_About this task:_
Output every entry exactly, from the first line to the last.

[Source records]
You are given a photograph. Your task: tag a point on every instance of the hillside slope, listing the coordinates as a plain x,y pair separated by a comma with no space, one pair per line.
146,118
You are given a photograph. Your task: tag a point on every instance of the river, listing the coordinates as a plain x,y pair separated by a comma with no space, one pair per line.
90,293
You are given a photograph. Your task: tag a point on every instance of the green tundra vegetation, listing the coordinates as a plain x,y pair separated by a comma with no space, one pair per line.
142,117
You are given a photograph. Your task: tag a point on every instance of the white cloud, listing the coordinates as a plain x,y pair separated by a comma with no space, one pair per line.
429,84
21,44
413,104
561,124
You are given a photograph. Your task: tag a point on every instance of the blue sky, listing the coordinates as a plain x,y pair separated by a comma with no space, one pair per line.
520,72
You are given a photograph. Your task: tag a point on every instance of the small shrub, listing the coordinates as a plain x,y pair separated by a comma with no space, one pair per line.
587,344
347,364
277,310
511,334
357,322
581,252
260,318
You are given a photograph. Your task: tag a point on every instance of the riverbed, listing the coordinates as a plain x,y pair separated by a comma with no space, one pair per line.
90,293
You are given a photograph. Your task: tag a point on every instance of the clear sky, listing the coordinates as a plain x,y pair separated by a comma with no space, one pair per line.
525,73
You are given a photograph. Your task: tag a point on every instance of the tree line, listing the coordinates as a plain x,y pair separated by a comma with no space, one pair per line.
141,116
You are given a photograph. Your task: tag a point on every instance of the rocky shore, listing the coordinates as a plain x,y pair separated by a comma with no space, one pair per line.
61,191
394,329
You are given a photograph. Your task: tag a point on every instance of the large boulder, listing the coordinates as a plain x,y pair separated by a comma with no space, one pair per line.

_Final answer:_
You are given a photograph. Your task: tag a point on every instance of the hillside slope, listing the coordinates as a plain x,y pair separated by a comma with no space, one pair per line.
146,118
You are given a photograph. Your task: tag a point on every instance of the river, listing the coordinates as a plain x,y pair separated by a comma with no space, one pair per line.
90,293
You are given a photograph. Your task: tag a point on every instance of the green tundra vegetation, listing the coordinates as a plain x,y pair separated by a comma with no space, one pair per line.
142,117
You are given a photograph. Your task: tag a point on every instance of the white cloud, listing the coordinates as a plain x,y pair separated by a comma with no space, one pair per line.
429,84
21,44
413,104
561,124
You are given a photograph. Your task: tag a point on every instance of the blue sky, listing the coordinates as a plain x,y pair separated by a comma with no space, one pair per line.
520,72
You are given a photograph. Your task: tag a point on every instance of the small shrub, listing the coordinates as a plain x,y pair separated by a comma with no space, one pair per line.
587,344
347,364
277,310
511,334
357,322
581,252
260,318
You are given a photograph. Your task: tag a point on every instance of the riverbed, listing the coordinates as a plain x,y pair separated by a comma with no space, one pair per line.
90,293
You are given a photograph. Your task: tag a point on every instance of the clear sky, listing the coordinates as a plain x,y pair separated by a comma with no space, one pair per line.
525,73
You are given a photograph. Your task: tag a point on every instance of the tree line, listing the coordinates as a plain x,y pair separated by a comma with no space, one pair per line.
141,116
You are given a photograph. Your task: tag a point on every instance of the rocky shore, listing the coordinates as a plain x,y pair separated by a comma with no space, one pair per line.
61,191
394,329
You are given a photograph. Your task: tag a point on every instance of the large boulder, listing the coordinates as a plain x,y pair separated by a comma with no space, one pair per line.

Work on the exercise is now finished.